→ Source material
=-=-=
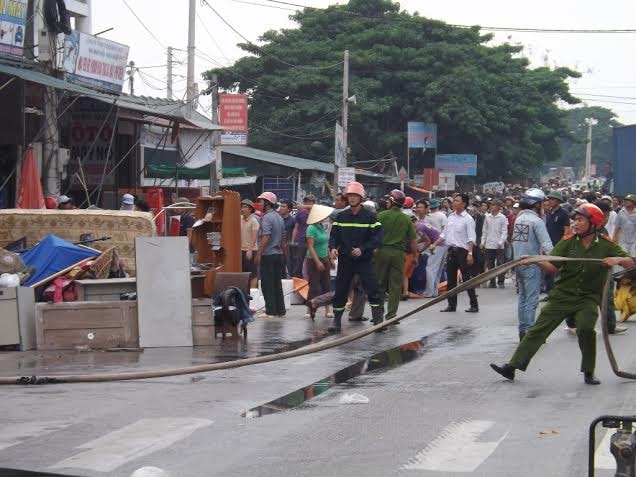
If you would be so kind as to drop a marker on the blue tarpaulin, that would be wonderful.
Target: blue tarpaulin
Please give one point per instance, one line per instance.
(52, 255)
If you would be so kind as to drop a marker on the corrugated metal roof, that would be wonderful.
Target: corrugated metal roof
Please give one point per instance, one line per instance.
(163, 108)
(279, 159)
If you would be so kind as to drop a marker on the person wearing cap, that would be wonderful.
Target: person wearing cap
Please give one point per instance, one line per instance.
(127, 202)
(557, 222)
(299, 239)
(398, 231)
(318, 263)
(270, 255)
(64, 202)
(493, 240)
(436, 218)
(577, 292)
(625, 234)
(355, 235)
(249, 238)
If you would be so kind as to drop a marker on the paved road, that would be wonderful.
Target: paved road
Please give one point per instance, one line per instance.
(443, 413)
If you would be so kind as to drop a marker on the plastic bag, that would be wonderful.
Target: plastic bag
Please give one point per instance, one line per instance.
(354, 398)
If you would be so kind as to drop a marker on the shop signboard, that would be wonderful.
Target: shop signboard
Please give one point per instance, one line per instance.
(459, 164)
(13, 14)
(346, 175)
(95, 61)
(233, 119)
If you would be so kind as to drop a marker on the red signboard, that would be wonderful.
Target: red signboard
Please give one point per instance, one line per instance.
(431, 178)
(233, 112)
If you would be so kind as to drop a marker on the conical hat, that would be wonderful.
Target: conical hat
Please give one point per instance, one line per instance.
(319, 213)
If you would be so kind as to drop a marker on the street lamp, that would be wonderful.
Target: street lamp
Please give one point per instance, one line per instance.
(588, 152)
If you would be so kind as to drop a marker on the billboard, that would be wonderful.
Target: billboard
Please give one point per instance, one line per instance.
(459, 164)
(96, 61)
(13, 15)
(422, 135)
(233, 118)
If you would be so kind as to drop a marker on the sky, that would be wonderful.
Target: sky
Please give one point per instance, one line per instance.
(605, 60)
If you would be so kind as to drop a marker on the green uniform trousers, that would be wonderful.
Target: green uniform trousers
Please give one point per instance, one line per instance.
(585, 313)
(389, 265)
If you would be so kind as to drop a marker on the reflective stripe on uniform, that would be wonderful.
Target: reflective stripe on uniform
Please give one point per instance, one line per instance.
(361, 226)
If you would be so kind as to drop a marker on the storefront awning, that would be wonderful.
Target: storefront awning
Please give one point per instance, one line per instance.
(161, 108)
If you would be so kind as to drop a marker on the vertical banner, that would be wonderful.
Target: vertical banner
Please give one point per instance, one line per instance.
(339, 158)
(422, 135)
(13, 15)
(233, 118)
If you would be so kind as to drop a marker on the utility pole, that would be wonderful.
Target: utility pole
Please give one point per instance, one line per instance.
(131, 77)
(170, 96)
(345, 121)
(588, 151)
(190, 95)
(216, 168)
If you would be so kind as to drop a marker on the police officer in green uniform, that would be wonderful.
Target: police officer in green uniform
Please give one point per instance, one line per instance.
(577, 292)
(398, 230)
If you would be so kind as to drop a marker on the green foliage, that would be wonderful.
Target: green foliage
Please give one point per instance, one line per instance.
(574, 144)
(485, 99)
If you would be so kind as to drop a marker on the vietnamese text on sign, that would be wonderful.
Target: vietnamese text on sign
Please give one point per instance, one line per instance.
(13, 14)
(459, 164)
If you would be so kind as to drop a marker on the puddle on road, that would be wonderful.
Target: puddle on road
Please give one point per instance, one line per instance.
(379, 362)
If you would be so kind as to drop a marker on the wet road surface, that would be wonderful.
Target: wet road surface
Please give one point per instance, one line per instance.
(442, 413)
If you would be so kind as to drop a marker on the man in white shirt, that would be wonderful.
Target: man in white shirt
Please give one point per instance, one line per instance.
(493, 239)
(436, 218)
(459, 237)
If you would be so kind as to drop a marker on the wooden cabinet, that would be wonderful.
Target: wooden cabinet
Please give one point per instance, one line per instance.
(218, 240)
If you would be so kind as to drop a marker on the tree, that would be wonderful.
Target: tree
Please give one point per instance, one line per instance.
(485, 99)
(574, 144)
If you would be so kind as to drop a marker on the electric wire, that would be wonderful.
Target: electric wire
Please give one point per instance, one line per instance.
(144, 25)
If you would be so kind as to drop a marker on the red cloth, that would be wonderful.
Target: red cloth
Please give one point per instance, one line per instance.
(30, 194)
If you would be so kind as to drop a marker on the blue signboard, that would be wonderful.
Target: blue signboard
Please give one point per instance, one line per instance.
(460, 164)
(422, 135)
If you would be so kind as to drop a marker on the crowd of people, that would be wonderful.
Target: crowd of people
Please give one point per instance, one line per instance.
(399, 248)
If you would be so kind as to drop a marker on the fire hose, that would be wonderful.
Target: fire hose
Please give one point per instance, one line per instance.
(314, 348)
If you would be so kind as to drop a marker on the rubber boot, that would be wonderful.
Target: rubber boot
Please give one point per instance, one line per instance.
(377, 313)
(336, 324)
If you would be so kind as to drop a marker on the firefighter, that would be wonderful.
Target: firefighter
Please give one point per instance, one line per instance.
(355, 234)
(578, 291)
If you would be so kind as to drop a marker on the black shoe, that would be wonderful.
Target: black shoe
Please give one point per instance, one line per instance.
(360, 318)
(591, 379)
(506, 370)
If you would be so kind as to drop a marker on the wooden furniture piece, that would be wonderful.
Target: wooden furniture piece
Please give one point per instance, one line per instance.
(93, 325)
(221, 214)
(108, 289)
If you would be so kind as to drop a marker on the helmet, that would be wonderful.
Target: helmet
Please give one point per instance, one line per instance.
(269, 197)
(555, 194)
(591, 212)
(397, 197)
(533, 196)
(354, 188)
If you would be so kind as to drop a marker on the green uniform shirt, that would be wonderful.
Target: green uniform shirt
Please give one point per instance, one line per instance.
(398, 228)
(580, 279)
(321, 240)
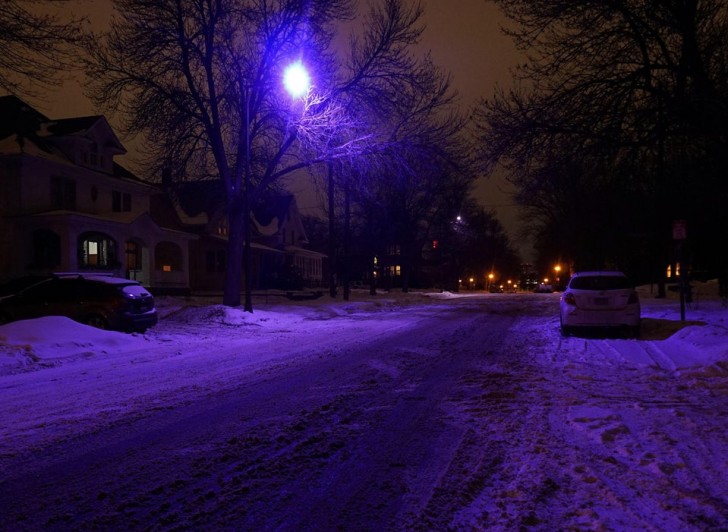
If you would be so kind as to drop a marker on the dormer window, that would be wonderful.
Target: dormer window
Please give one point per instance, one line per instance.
(63, 193)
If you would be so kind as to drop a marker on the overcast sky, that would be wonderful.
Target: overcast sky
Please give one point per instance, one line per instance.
(463, 36)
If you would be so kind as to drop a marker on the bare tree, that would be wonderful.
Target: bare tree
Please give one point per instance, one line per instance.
(625, 96)
(201, 80)
(35, 47)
=-=-=
→ What is being asked
Each line of the data that includes the word "helmet" counts once; report the total and nothing more.

→ Answer section
2